## Exercise aim
In the passage on the grouping search model, at which cycle does the left Output unit reach the response threshold?

*** Supplied text

We use Figure 3, showing the snapshots of the working model at two specific running cycles (left and right, respectively) in a given 3:2 trial, to describe how the grouping search model works. It is clear from the Input layer in Figure 3 that three left-pointing arrows and two right-pointing arrows are presented. Since this is in a five-arrow condition, the k of the V4 layer is set to be 3, the majority threshold. Figure 3A shows that at that particular moment (cycle 72) three arrows, one left-pointing and two right-pointing ones, are selected in V4. Of course this sample is not adequate to lead to a response – the right Output unit is preferred but not strong enough to reach the decision threshold. Therefore a re-sampling is necessary, which is implemented through the ACC–LPFC–IPS–V4 loop.
Figure 3. Traces of the grouping search model running in a trial with three left-pointing and two right-pointing arrows, at two different time points: cycle 72 (A) and cycle 106 (B). The number in each unit is its activation, also represented by color.
Specifically, in Figure 3A both units in ACC are activated, suggesting, correctly, that the selected sample contains both left-pointing and right-pointing arrows. This information is summarized by the firing of the LPFC unit, indicating incongruence has been detected. The IPS layer is notified of this incongruence through the LPFC–IPS connection, which leads to the higher activation in the IPS layer. As a result, the IPS units’ accommodation channels are turned on (by setting the units’ accommodation specification to true, a standard feature in Leabra). The effect of accommodation is that those units that have been active for a certain time are depressed so that units who lost the initial kWTA competition may have a chance to win and fire – a natural re-sampling. Note that since accommodation always punishes active units and rewards inactive units the re-sampling is not a random sampling in a strict sense. The re-sampling result in IPS is conveyed to the V4 layer through the bidirectional link between IPS and V4 so that re-sampling can also occur in V4 following the lead from the IPS layer. As shown in Figure 3B, at cycle 106 the two original quiet IPS units are activated (and the three originally activated IPS units accommodate), indicating two new arrow locations are selected. This location information is passed to the V4 layer, making the arrows in those locations relatively more active. The net result in this case is that more left-column units are activated, leading to the switch of preference in the Output layer. At cycle 114 the left Output unit finally reaches the response threshold and the model halts with a response.
For each trial, the model RT is measured by the number of cycles that the model takes to reach the majority decision. In the grouping search theoretically the number of cycles is determined by the number of samples (size k) scanned, which is determined by the configuration of stimulus set (e.g., 3:2 vs 5:0).
We ran the grouping search model 24 times to simulate 24 subjects, with each subject performing 12 trials of each task condition. The model was initialized (including both unit activations and connection weights) for each trial to induce necessary randomness and noise. Table 2 shows the modeling results. For ease of comparison we also list the empirical results reported in Fan et al. (2008). A visual inspection reveals that the modeling results, in both RTs (in cycles) and accuracies, show similar patterns as the empirical results. A mixed-effect linear model analysis shows that the mean RTs for the three set sizes (23.2 cycles, 53.8 cycles, and 88.6 cycles) were significantly different, F(1,140) = 46.24, p < 0.01. In set size 3, the RTs under the two conditions (2:1 and 3:0) were significantly different, F(1,44) = 313.87, p < 0.01. In set size 5, the RTs under the three conditions (3:2, 4:1, and 5:0) were significantly different, F(2,66) = 63.27, p < 0.01. More importantly, the RT in the 2:1 condition was significantly longer than the RT in the 5:0 condition, t(23) = 15.16, p < 0.01, consistent with the behavioral results in Fan et al. (2008).

******
*** Items

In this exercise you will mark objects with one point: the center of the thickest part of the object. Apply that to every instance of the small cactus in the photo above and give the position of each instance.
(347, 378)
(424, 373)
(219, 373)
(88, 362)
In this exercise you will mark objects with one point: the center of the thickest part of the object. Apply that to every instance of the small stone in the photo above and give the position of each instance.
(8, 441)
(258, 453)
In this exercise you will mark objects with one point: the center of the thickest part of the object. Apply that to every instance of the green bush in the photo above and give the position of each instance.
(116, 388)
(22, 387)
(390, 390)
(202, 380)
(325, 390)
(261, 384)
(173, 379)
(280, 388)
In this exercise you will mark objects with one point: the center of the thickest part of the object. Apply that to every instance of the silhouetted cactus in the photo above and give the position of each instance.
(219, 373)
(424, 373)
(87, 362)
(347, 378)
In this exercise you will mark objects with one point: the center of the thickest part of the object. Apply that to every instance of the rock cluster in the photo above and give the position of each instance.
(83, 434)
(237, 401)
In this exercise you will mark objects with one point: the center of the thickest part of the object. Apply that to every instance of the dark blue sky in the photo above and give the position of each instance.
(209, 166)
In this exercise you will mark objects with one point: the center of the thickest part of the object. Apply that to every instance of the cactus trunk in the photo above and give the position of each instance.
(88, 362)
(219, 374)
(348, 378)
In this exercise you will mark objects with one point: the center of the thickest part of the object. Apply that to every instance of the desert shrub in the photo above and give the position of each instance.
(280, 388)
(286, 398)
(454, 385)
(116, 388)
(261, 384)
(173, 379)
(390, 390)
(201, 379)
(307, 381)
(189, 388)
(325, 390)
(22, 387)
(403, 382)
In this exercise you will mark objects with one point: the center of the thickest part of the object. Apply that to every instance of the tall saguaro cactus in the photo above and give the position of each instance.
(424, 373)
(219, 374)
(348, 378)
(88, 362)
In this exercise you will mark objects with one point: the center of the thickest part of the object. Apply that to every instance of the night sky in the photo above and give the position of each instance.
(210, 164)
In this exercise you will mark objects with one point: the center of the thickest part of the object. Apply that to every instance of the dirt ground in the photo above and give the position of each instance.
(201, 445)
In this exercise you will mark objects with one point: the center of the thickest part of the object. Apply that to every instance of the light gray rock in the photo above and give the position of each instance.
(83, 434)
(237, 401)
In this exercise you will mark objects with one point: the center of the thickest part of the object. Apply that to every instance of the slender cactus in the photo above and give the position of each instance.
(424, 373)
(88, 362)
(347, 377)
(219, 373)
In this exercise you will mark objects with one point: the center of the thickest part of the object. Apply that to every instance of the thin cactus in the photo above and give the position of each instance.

******

## Right answer
Cycle 114